Aim of the task: A faithful transcription of all the records is required.

Available data:
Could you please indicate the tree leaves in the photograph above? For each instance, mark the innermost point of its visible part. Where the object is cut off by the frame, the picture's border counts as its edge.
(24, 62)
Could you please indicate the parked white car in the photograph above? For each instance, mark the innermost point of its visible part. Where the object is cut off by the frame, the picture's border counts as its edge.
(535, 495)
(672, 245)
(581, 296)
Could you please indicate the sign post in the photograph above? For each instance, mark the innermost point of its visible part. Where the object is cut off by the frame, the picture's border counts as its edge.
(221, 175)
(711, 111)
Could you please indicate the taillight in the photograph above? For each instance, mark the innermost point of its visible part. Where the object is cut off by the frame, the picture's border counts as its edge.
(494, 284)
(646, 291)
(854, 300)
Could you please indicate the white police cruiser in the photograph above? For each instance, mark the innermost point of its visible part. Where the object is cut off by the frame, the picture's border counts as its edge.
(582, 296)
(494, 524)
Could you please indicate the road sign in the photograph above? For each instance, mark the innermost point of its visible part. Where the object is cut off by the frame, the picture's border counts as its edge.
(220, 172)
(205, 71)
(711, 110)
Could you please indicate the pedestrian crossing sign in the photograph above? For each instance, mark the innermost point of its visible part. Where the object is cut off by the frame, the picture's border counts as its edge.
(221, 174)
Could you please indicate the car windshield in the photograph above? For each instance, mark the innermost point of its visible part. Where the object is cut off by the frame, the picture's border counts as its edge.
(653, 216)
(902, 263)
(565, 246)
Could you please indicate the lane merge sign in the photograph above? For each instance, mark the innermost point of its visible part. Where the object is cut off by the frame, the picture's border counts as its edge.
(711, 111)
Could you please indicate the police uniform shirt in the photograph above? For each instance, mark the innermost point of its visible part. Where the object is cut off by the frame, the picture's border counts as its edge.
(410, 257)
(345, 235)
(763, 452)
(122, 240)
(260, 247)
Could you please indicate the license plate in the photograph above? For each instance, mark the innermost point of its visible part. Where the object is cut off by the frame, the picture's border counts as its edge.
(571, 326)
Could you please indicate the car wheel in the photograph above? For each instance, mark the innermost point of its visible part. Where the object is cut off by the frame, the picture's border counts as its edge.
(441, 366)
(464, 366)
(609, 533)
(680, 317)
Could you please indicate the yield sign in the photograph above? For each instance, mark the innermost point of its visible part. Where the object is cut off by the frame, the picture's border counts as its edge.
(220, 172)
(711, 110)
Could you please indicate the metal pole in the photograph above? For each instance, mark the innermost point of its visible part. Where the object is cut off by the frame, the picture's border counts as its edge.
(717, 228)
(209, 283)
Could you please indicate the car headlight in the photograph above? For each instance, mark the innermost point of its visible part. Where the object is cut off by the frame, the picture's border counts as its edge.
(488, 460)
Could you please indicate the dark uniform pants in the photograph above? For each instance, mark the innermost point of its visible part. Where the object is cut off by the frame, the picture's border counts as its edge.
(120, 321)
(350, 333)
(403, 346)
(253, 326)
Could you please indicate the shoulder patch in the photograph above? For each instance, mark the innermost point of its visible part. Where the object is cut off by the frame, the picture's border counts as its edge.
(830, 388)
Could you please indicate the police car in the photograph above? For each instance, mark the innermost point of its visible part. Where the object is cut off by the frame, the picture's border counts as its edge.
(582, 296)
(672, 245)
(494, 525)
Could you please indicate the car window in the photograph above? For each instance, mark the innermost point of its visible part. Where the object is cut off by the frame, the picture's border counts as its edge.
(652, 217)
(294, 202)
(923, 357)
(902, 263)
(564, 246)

Response area:
Could you please indicate the tree leaves in the photograph above? For each instance, mark the innermost point of its visible part. Where the object is cut off by the frame, the picture's border counts as its edge.
(24, 62)
Could you please indicate the parked white car in the photograph above? For each instance, mark the innermost point of its visible part. Where the object is cut off by the frame, the picture's border counts as its edge.
(535, 495)
(672, 245)
(581, 296)
Could you please indicate the sign post in the photograph above? For each instance, mark the innermost point of its visible part. Where the object is cut off by the frame, the picture's border counts as its edge.
(221, 175)
(711, 111)
Could you please indicate the taillight in the photograph above? For each instance, mark the innermost point of its visible part. Where the object is cut off by the frame, the picture's border counts as its edge.
(494, 284)
(646, 291)
(854, 300)
Could you please indicate the white police cruiser in the photograph above? For each instance, mark the innermost point of its visible part. Where the object is cut off by the frame, the picture's border counts as its edge.
(582, 296)
(494, 524)
Could you please indicate the road sign in the photograph above? For each instance, mark the innermost point of its visible part. Where the object is cut off by the frame, the picture's border counts as its edge.
(220, 172)
(205, 71)
(711, 110)
Could you please indicate the pedestrian crossing sign in the photograph above? For each instance, mark the innermost point of its visible part. Where the object is cut off by the frame, the picture's border counts as its edge.
(221, 174)
Could you please indicate the car windshield in the photograph above? For each instance, mark the innermost point of its visible part. Where the object is cut off by the frame, the picture's border counts as its edge.
(653, 216)
(902, 263)
(565, 246)
Could you please indicate the lane merge sign in the photograph above? For each instance, mark the innermost point of its visible part. Where the object is cut off by the frame, the picture's border counts as its edge.
(711, 111)
Could you please indicate the police uniform shirt in the photograph above? For each instance, mark the innermost point of its visible part. Where the object is cut off by the frame, the picture's border counts as its edge.
(410, 257)
(345, 235)
(763, 452)
(122, 240)
(260, 247)
Could you please indicate the license plate in the photograph above? For each instance, mark the innermost point of its visible part. Where the object is cut off by the frame, the picture's border counts as its edge.
(571, 326)
Could you please indicate the car wheel in the photograph above? For each instance, mark the innermost point of its visible part. Where the object is cut off by the frame, the picture's border counts as its edge.
(441, 366)
(464, 366)
(609, 533)
(680, 317)
Could you please indicate the yield sign in the photograph above? For each instance, mark the innermost point of its visible part. Where the object is cut off by the frame, the picture's border counts as its edge.
(220, 172)
(711, 110)
Could you please indicate the metal pole in the photograph above? For each instance, mark the innermost point of its visible part. Where the object is cut off by the frame, the picture's border counts as its edge.
(717, 228)
(209, 283)
Could you please indicate the car headlight in the photograph above? For each instance, mark the innermost point of its visible part. Where the object is cut off by the frame, the picture's border counts as its edge.
(488, 460)
Could you please indicate the dark uniform pants in the photograph above? For each instance, mark the innermost point of its visible part. Where the object is cut off by the frame, the picture's border counts as its edge.
(120, 321)
(350, 333)
(403, 346)
(253, 326)
Could you please indicate the shoulder patch in the photograph above? For each instance, mark the innermost point of its visible part. Where the object is cut off by the frame, the picture's border counts as its edge.
(830, 388)
Could you please indicate the police car in the photograph above? For each instance, mark the innermost point of its visible part. Where the object is cut off by the frame, the picture's border counts as its edge.
(582, 296)
(672, 245)
(494, 525)
Could you please indicate the car window in the photograph above? For each instance, mark the innermost point of its visible part. Where the object is cut off by the frame, the picture's border counts as its edge.
(652, 217)
(294, 202)
(923, 357)
(902, 263)
(564, 246)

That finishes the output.